◆ Description of the task ◆
A faithful copy is required: retype the records from their first line through the line with "Target = small structure in field", and omit the pictures.
*** Records shown ***
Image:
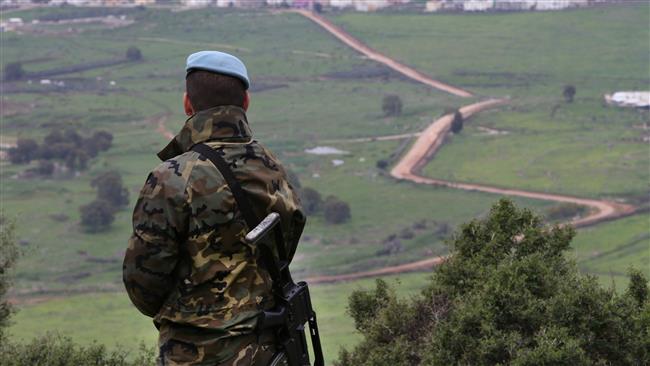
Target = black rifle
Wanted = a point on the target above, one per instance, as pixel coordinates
(293, 307)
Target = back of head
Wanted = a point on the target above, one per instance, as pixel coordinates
(206, 89)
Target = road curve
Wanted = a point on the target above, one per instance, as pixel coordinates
(376, 56)
(433, 137)
(428, 143)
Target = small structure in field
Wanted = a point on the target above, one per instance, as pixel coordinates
(637, 99)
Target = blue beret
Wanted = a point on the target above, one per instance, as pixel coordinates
(219, 62)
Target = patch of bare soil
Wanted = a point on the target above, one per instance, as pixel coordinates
(10, 108)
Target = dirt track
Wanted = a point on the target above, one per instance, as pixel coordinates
(376, 56)
(428, 143)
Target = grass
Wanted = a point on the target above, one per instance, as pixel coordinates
(110, 319)
(530, 57)
(584, 149)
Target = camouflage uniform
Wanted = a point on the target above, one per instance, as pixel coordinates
(187, 265)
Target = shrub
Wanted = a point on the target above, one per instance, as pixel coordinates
(382, 164)
(54, 349)
(336, 211)
(13, 71)
(457, 122)
(133, 54)
(311, 200)
(25, 151)
(391, 105)
(569, 93)
(507, 295)
(97, 216)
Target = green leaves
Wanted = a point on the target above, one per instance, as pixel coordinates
(507, 296)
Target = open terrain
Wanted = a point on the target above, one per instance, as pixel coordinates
(309, 90)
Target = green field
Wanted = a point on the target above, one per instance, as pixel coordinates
(530, 57)
(309, 89)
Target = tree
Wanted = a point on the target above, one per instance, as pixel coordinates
(13, 71)
(293, 179)
(133, 54)
(391, 105)
(336, 211)
(97, 216)
(110, 189)
(382, 164)
(569, 92)
(457, 122)
(45, 168)
(506, 295)
(103, 140)
(311, 200)
(8, 257)
(25, 151)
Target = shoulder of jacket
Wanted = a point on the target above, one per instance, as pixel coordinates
(176, 171)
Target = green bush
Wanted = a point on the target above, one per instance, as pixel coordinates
(508, 295)
(53, 349)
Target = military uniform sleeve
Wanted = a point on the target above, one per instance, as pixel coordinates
(160, 222)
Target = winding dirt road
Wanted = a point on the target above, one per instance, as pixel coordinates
(428, 143)
(425, 147)
(376, 56)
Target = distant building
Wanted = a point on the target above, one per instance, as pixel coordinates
(478, 5)
(505, 5)
(638, 99)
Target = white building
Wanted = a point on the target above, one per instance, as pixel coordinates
(638, 99)
(478, 5)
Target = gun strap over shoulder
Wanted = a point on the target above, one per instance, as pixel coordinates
(245, 207)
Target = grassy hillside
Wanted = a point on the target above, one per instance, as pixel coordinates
(309, 90)
(110, 319)
(546, 144)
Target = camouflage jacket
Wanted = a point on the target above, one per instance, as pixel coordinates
(186, 262)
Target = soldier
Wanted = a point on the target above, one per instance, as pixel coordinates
(187, 265)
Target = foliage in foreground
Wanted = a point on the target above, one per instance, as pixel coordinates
(53, 349)
(507, 295)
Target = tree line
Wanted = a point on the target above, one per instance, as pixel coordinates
(67, 146)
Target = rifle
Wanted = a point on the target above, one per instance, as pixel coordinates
(293, 304)
(293, 307)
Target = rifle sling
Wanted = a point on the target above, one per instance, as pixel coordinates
(246, 208)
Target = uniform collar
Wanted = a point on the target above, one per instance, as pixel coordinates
(223, 123)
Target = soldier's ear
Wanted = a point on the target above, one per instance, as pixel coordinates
(247, 101)
(187, 105)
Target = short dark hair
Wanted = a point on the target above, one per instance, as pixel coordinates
(207, 89)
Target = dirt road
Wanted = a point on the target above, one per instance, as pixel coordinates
(433, 137)
(376, 56)
(428, 143)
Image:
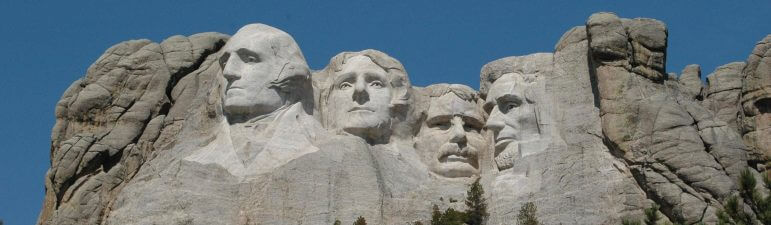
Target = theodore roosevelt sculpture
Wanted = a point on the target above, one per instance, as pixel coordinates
(450, 136)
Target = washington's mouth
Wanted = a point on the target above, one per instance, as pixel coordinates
(361, 109)
(456, 157)
(502, 142)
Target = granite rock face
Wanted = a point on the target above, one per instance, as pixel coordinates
(213, 129)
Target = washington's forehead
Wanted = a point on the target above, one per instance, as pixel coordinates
(361, 62)
(451, 104)
(506, 84)
(256, 43)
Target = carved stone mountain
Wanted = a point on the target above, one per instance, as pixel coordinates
(214, 129)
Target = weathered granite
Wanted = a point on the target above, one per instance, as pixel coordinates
(211, 129)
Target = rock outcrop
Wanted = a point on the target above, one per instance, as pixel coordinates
(213, 129)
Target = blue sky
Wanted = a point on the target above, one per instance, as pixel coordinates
(48, 45)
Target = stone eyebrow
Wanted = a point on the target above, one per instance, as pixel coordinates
(343, 77)
(473, 120)
(246, 52)
(438, 118)
(510, 97)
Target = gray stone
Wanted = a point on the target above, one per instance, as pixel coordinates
(723, 93)
(209, 129)
(756, 101)
(690, 79)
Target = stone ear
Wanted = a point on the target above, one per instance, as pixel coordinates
(401, 92)
(291, 77)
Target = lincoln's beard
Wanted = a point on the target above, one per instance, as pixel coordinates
(505, 158)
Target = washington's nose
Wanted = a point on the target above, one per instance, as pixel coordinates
(360, 94)
(230, 72)
(495, 121)
(458, 133)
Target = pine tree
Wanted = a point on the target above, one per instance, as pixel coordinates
(475, 201)
(527, 215)
(436, 216)
(360, 221)
(652, 215)
(628, 221)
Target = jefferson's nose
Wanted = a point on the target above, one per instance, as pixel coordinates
(495, 121)
(458, 133)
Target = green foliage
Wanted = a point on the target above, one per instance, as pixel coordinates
(475, 201)
(360, 221)
(449, 217)
(652, 215)
(527, 215)
(733, 209)
(476, 213)
(629, 221)
(436, 216)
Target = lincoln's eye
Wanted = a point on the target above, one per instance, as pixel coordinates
(345, 85)
(510, 105)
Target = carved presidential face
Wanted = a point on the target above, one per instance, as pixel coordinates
(449, 140)
(512, 117)
(360, 98)
(249, 66)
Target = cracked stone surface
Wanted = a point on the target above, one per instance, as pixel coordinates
(214, 129)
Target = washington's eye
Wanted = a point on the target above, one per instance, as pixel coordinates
(251, 59)
(377, 84)
(248, 56)
(345, 85)
(224, 59)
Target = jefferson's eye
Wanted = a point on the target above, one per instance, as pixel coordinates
(224, 60)
(511, 105)
(469, 127)
(441, 125)
(251, 59)
(345, 85)
(377, 84)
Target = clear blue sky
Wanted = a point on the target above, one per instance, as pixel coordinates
(47, 45)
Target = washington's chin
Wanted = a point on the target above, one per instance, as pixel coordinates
(455, 169)
(359, 120)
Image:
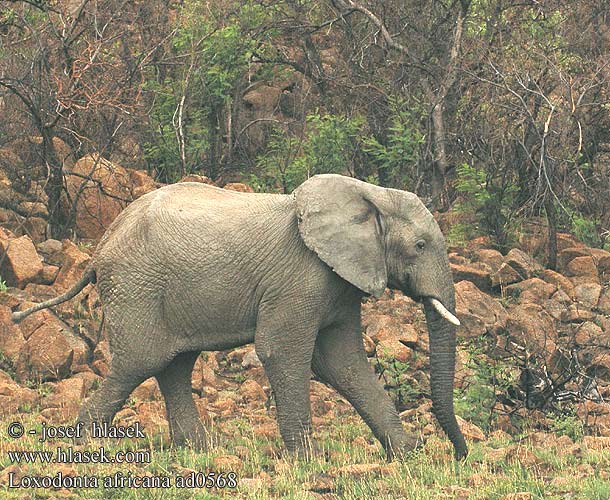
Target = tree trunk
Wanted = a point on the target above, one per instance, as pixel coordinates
(58, 227)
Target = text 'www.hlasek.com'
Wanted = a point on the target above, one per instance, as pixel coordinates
(65, 454)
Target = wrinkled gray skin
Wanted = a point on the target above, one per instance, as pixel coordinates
(191, 267)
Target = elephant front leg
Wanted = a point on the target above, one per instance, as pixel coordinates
(340, 360)
(286, 356)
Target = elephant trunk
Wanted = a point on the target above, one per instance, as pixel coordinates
(442, 369)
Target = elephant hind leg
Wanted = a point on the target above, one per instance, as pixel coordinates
(102, 406)
(185, 425)
(133, 361)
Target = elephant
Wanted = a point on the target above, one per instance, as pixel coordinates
(191, 267)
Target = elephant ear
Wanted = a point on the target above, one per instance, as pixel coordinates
(340, 221)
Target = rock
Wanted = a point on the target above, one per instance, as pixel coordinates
(531, 290)
(102, 189)
(575, 314)
(521, 262)
(49, 247)
(369, 344)
(470, 430)
(252, 392)
(557, 305)
(238, 186)
(100, 367)
(48, 275)
(197, 178)
(147, 391)
(32, 209)
(69, 392)
(565, 256)
(74, 264)
(64, 346)
(102, 352)
(587, 295)
(505, 275)
(529, 325)
(559, 280)
(11, 338)
(492, 258)
(203, 376)
(603, 268)
(20, 264)
(591, 334)
(251, 360)
(47, 355)
(456, 258)
(479, 274)
(582, 267)
(604, 302)
(14, 398)
(388, 328)
(393, 349)
(478, 312)
(141, 183)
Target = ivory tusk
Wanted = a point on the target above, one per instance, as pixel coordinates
(442, 310)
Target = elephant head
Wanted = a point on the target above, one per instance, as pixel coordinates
(375, 237)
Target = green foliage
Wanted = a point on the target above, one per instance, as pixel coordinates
(476, 400)
(489, 199)
(185, 119)
(586, 229)
(394, 374)
(329, 146)
(401, 147)
(6, 365)
(568, 425)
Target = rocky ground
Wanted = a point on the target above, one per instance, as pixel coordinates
(533, 372)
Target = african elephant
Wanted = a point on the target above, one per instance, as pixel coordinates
(191, 267)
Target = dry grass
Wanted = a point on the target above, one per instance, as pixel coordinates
(354, 467)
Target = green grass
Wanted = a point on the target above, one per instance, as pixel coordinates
(431, 473)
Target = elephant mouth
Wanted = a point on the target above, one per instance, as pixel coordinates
(436, 304)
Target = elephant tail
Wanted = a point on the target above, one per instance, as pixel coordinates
(88, 277)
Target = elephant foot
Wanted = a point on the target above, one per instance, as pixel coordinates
(407, 446)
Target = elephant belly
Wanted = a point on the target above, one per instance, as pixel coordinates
(219, 319)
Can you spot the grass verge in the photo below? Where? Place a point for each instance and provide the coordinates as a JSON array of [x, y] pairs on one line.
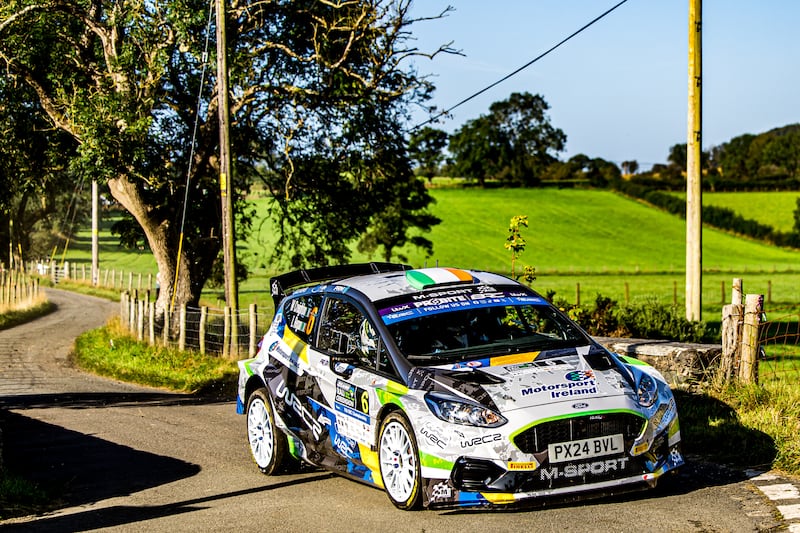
[[112, 352]]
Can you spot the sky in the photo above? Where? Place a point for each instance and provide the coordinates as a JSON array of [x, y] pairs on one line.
[[619, 89]]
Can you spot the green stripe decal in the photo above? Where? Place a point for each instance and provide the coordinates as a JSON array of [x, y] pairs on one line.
[[418, 279]]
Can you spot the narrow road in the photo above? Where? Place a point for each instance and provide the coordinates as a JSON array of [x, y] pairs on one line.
[[129, 458]]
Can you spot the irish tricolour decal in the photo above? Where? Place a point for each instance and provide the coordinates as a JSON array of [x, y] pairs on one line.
[[429, 277]]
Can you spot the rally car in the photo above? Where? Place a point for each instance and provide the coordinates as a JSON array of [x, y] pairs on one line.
[[449, 388]]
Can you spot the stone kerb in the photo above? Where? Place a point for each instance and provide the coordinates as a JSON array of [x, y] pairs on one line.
[[681, 364]]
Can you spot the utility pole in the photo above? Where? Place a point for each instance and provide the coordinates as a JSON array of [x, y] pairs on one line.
[[225, 178], [95, 227], [694, 194]]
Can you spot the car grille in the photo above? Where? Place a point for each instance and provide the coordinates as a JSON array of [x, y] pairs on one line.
[[537, 438]]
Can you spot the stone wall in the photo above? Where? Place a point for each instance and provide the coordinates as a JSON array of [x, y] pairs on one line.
[[682, 364]]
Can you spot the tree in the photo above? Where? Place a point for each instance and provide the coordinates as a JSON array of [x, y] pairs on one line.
[[476, 149], [39, 207], [426, 148], [318, 97], [630, 167], [516, 136]]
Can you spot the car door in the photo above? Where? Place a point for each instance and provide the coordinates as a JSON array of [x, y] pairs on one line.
[[353, 361]]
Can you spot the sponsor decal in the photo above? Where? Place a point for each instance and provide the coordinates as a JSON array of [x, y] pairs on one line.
[[595, 468], [291, 399], [523, 466], [433, 437], [579, 375], [352, 397], [441, 491], [641, 448], [345, 446], [484, 439], [564, 390], [445, 300]]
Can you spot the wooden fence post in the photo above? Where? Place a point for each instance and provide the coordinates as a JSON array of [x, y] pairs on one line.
[[202, 334], [182, 329], [736, 291], [151, 306], [253, 330], [226, 333], [731, 343], [123, 308], [753, 307], [165, 330]]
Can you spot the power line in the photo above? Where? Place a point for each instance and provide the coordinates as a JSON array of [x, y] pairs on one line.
[[520, 69]]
*** End of Records shown ***
◆ Answer to this problem ◆
Image:
Target = black rifle
Wanted = a point on the target above, one per instance, as pixel coordinates
(293, 307)
Target = back of head
Wanted = a point on the target above, one per instance, as pixel coordinates
(206, 89)
Target = road curve
Wanted = a point on the target above, one per instance, as pixel coordinates
(376, 56)
(433, 137)
(428, 143)
Target = small structure in field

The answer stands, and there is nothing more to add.